-------- ESTRATTO DELLA PAGINA

Contro la deportazione e per il definito e incondizionato rimpatrio in Sardegna. Documento di Giacominu Baragliu, Vincenzo Piras, Costantinu Pirisi

  1. Con questa dichiarazione collettiva di lotta noi, P.P.S.D, nati e cresciuti in Sardegna e poi deportati nel continente italiano, intendiamo denunciare alle forze progressiste e anticolonialiste sarde la questione infamante e razzista della deportazione che dura da secoli e, con la lotta popolare, intendiamo mettervi la parola fine!

 

  1. Da quando siamo stati arrestati e imprigionati nelle galere speciali dello Stato coloniale italiano sono passati più di dieci anni. Tolti alcuni periodi durante le istruttorie, che alcuni di noi hanno passato nelle prigioni sarde, tutti noi, subito dopo l’arresto, siamo stati deportati nelle prigioni di massima sicurezza (carceri speciali) del continente e non abbiamo più fatto ritorno in Sardegna, se non per i brevi periodi dei processi (e per il tempo strettamente necessario). Da un po’ di tempo a questa parte stanno dando, molto raramente e in modi molto ambigui, un mese di “avvicinamento per colloqui con la famiglia”. Ciò significa, in sostanza, poter fare 4 colloqui di un’ora ciascuno, per un totale di 4 ore di colloquio all’anno!
    Quelli di noi che sono stati arrestati nel continente, perché lavoravano da queste parti, non sono più stati avvicinati alla famiglia.
    Tutto ciò, se per chiarezza fosse necessario, si può verificare nei registri della matricola del carcere dove sono custoditi i nostri “conti”…

 

  1. Questa pratica barbara e razzista della deportazione dei P.P.S., vecchio residuo coloniale dei signori feudali dell’Occidente, che commerciavano con gli schiavi africani ma non disdegnavano nemmeno gli altri, tra cui i Sardi, perdura nel tempo e non vuole morire.
    Ogni ricambio dei padroni colonialisti, venuti dal mare durante i secoli per depredare la Sardegna, ha mantenuto intatti questi “costumi” mercantili, politici e militari, con tutta la loro rozzezza criminale. E in questo senso si può dire che hanno affinato le tecniche più moderne per una deterrenza aggiornata ai tempi, e hanno adottato ed applicato le più sofisticate tecniche scientifiche sulla comunicazione e disinformazione sociale per legittimare questa pratica razzista.

----------------
-------- DATI FORNITI

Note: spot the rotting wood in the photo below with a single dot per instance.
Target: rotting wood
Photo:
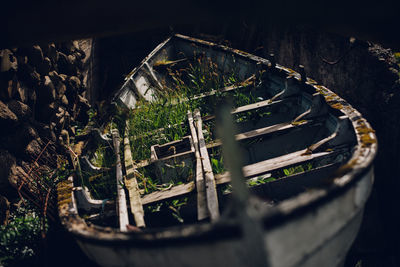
(132, 185)
(121, 198)
(263, 131)
(211, 192)
(202, 211)
(268, 165)
(174, 191)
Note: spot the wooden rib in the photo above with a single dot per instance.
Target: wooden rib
(121, 198)
(262, 131)
(132, 185)
(276, 163)
(211, 192)
(175, 191)
(261, 104)
(225, 177)
(202, 211)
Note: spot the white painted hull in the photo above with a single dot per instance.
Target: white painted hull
(320, 237)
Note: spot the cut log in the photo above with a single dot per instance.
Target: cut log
(122, 209)
(132, 185)
(173, 192)
(202, 211)
(211, 192)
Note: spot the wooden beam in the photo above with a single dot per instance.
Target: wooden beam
(269, 165)
(121, 198)
(132, 185)
(202, 211)
(285, 126)
(174, 191)
(211, 192)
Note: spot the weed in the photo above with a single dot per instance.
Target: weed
(20, 239)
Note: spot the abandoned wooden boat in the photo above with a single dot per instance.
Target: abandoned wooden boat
(307, 159)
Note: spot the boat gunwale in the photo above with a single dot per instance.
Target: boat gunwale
(358, 165)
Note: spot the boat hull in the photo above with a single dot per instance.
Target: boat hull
(319, 237)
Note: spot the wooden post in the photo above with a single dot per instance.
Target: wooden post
(202, 211)
(253, 241)
(131, 184)
(121, 198)
(211, 192)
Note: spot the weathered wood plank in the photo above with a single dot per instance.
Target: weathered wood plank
(202, 211)
(174, 191)
(132, 185)
(261, 167)
(121, 198)
(263, 131)
(211, 192)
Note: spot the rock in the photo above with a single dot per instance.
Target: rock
(16, 142)
(45, 67)
(65, 137)
(44, 113)
(32, 97)
(35, 56)
(83, 108)
(69, 47)
(45, 132)
(74, 83)
(33, 149)
(47, 92)
(4, 210)
(65, 64)
(7, 163)
(11, 89)
(22, 111)
(22, 93)
(52, 53)
(55, 77)
(61, 89)
(64, 100)
(17, 175)
(29, 75)
(7, 61)
(7, 117)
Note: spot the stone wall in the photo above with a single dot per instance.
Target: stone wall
(42, 98)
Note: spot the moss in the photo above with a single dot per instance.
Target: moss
(336, 105)
(300, 122)
(64, 189)
(364, 131)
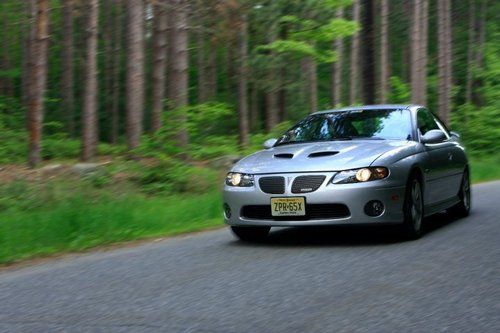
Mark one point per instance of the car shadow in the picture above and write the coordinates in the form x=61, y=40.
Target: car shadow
x=359, y=235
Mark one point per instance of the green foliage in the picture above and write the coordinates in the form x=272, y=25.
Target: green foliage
x=400, y=91
x=66, y=219
x=175, y=176
x=480, y=125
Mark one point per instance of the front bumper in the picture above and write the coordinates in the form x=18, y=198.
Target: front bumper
x=354, y=196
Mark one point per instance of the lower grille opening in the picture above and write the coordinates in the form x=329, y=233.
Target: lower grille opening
x=313, y=212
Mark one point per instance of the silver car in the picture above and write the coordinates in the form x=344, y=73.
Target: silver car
x=381, y=164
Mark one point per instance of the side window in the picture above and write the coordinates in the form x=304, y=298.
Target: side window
x=425, y=121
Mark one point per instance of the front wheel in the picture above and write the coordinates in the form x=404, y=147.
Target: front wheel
x=413, y=209
x=462, y=208
x=251, y=234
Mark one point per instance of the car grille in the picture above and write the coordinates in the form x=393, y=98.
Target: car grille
x=307, y=184
x=313, y=212
x=272, y=185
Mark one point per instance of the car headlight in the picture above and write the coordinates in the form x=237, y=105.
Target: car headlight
x=360, y=175
x=239, y=179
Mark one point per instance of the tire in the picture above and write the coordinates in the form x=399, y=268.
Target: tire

----------------

[ESERCIZIO SCRITTO A] Stabilisca se le seguenti affermazioni concordano con il documento sulla deportazione, rispondendo sì o no per ciascuna e citando testualmente le parole decisive: (i) gli autori furono trasferiti nelle carceri del continente subito dopo l'arresto; (ii) chi tra loro è stato arrestato nel continente ha ottenuto l'avvicinamento alla famiglia; (iii) dall'arresto sono trascorsi meno di dieci anni.
[ESERCIZIO SCRITTO B] Trascriva il passo del documento sulla deportazione che comincia con "1. Da quando" e si chiude con "di colloquio all’anno!", sostituendo "un mese" con "due mesi".

[RISPOSTA AL COMPITO A]
(i) Sì: "tutti noi, subito dopo l’arresto, siamo stati deportati nelle prigioni di massima sicurezza (carceri speciali) del continente".
(ii) No: "Quelli di noi che sono stati arrestati nel continente, perché lavoravano da queste parti, non sono più stati avvicinati alla famiglia."
(iii) No: "sono passati più di dieci anni".

[RISPOSTA AL COMPITO B]
1. Da quando siamo stati arrestati e imprigionati nelle galere speciali dello Stato coloniale italiano sono passati più di dieci anni. Tolti alcuni periodi durante le istruttorie, che alcuni di noi hanno passato nelle prigioni sarde, tutti noi, subito dopo l’arresto, siamo stati deportati nelle prigioni di massima sicurezza (carceri speciali) del continente e non abbiamo più fatto ritorno in Sardegna, se non per i brevi periodi dei processi (e per il tempo strettamente necessario). Da un po’ di tempo a questa parte stanno dando, molto raramente e in modi molto ambigui, due mesi di “avvicinamento per colloqui con la famiglia”. Ciò significa, in sostanza, poter fare 4 colloqui di un’ora ciascuno, per un totale di 4 ore di colloquio all’anno!